Given data
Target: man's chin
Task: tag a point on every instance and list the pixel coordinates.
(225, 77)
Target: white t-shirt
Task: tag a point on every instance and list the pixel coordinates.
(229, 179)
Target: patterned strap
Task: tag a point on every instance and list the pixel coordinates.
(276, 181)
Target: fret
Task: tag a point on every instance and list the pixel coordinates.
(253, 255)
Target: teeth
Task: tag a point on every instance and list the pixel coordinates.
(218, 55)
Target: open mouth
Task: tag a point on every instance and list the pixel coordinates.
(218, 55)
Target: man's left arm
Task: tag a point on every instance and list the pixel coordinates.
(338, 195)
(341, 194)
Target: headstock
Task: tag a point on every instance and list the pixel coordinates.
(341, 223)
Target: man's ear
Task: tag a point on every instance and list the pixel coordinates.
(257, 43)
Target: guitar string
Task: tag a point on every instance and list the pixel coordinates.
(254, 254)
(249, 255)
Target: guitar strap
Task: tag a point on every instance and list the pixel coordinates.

Exercise instructions
Write out the records above word for word, starting at the line that contains "Target: man's left arm" and continuing through the last line of the records.

Answer to the exercise
Target: man's left arm
Task: tag a point on every instance and list the pixel coordinates.
(338, 195)
(341, 194)
Target: headstock
Task: tag a point on every instance and list the pixel coordinates.
(341, 223)
Target: man's ear
Task: tag a point on every instance and list the pixel coordinates.
(257, 43)
Target: guitar string
Task: tag a point on every instance and list the pixel coordinates.
(254, 254)
(249, 255)
Target: guitar strap
Task: tag a point on every instance and list the pixel coordinates.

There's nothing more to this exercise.